What this task involves =>
From the email thread below, quote the passage that begins with the words containing "From: Peg Griffin" and ends with "of mathematics pedagogy.", without changing a word.

Text excerpt =>
Re: For King Beach

From: Peg Griffin (Peg.Griffin@worldnet.att.net)
Date: Wed Jun 01 2005 - 21:15:23 PDT


It's just that maybe progress is made when you go beyond (or aside) "a single overarching characterization." If it can happen in linguistic studies with matters somewhat similar maybe it could happen in studies of mathematics pedagogy.
Peg
  ----- Original Message -----
  From: Mike Cole
  To: xmca@weber.ucsd.edu
  Sent: Wednesday, June 01, 2005 10:51 PM
  Subject: Re: For King Beach

  Peg & King et al-- I am missing some important link here. how does the linguistic-metalinguistic-epitlinguistic set-of-distinctions/sequence relate to the question of LSV and Davydov approaches to
  abstraction and generalizations and different takes on/orinetations to the Jurow article?

  Dense not in New Delhi
  mike

  On 6/1/05, Peg Griffin <Peg.Griffin@worldnet.att.net> wrote:
    Yes, the intent about epi/meta/plain-vanilla-linguistic was really in service of the point King makes so well -- Gombert shows that for his work at least the three coexist and I think it is interesting to think about genetic relations among them (and discontinuities within and among them) , too.
    Plus is there a pointer to where I could learn more about the New Delhi work?
    Peg
    ----- Original Message -----
      From: Mike Cole
      To: Xmca
      Sent: Tuesday, May 31, 2005 9:53 PM
      Subject: For King Beach

      Mike and others,

      I am going to dip my oar in the water here from New Delhi where we
      are working with organizations trying to help street and working kids
      build connections (not necessarily similarities) between their lives
      in slums and the government schools--certainly involving
      generalization is a broader sense. However, two points flow from the
      juxtaposition of our current work with this conversation.

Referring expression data
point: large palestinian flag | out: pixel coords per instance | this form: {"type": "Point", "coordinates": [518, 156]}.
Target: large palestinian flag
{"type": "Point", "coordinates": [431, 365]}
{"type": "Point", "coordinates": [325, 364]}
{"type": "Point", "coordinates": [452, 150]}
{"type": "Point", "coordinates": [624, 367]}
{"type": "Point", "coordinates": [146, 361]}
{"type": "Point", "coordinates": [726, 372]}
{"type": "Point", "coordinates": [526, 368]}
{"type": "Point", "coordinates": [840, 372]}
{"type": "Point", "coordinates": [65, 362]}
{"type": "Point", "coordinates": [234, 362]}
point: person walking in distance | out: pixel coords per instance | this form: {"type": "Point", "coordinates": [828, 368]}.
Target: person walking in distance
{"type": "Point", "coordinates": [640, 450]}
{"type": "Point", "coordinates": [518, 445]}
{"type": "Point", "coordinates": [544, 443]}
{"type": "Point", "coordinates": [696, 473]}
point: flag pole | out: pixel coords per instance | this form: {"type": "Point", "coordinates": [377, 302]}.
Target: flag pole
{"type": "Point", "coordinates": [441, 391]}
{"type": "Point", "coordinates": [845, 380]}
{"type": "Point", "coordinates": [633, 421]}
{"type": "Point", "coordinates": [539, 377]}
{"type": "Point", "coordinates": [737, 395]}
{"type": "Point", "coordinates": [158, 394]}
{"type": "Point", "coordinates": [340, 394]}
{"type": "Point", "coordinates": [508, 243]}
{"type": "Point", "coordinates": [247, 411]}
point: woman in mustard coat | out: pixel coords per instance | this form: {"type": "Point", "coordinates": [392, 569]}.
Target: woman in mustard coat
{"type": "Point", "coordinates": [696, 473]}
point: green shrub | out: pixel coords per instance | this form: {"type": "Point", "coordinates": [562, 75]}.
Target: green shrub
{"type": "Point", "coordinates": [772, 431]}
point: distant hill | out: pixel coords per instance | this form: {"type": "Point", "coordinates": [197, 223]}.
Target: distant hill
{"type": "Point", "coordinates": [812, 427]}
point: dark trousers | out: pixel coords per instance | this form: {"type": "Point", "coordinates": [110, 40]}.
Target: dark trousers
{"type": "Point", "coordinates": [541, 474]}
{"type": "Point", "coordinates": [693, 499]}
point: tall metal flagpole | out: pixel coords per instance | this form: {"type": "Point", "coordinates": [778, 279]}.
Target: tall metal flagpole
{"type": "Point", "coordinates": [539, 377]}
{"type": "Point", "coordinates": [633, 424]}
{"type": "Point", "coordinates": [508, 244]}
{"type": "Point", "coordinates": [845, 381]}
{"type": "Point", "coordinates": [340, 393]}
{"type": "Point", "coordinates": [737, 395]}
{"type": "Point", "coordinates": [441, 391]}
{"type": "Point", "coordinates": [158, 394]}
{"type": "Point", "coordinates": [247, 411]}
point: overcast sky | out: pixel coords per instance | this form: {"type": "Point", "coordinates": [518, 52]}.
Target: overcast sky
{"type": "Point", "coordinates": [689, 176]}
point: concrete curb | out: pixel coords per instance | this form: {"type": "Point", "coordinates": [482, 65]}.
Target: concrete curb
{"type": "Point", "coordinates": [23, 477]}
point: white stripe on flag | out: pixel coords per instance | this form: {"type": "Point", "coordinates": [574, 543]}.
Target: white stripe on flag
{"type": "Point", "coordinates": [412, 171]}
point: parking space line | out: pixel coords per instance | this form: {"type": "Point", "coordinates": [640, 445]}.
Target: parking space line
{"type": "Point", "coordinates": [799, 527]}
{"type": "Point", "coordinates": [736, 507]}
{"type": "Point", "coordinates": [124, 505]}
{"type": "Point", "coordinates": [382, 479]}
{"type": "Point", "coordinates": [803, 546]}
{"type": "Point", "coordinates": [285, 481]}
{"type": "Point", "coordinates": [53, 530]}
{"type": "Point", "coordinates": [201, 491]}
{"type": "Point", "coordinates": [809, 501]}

==

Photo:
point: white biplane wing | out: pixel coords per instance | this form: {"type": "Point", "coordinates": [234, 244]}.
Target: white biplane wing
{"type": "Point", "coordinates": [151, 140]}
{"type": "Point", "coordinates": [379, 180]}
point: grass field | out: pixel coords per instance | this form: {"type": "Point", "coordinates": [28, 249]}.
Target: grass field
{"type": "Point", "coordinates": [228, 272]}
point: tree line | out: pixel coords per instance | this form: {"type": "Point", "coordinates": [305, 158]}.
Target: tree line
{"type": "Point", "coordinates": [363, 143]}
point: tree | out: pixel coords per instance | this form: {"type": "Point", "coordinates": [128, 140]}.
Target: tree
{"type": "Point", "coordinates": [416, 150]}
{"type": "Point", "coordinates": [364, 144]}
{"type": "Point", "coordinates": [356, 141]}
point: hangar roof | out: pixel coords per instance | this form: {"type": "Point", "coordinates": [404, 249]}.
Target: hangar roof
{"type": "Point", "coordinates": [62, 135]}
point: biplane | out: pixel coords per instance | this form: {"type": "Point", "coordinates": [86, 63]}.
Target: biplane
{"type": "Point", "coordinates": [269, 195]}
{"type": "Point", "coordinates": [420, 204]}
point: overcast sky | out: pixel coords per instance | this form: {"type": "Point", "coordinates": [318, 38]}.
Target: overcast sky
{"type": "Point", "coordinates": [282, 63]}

Task result =>
From: Peg Griffin (Peg.Griffin@worldnet.att.net)
Date: Wed Jun 01 2005 - 21:15:23 PDT


It's just that maybe progress is made when you go beyond (or aside) "a single overarching characterization." If it can happen in linguistic studies with matters somewhat similar maybe it could happen in studies of mathematics pedagogy.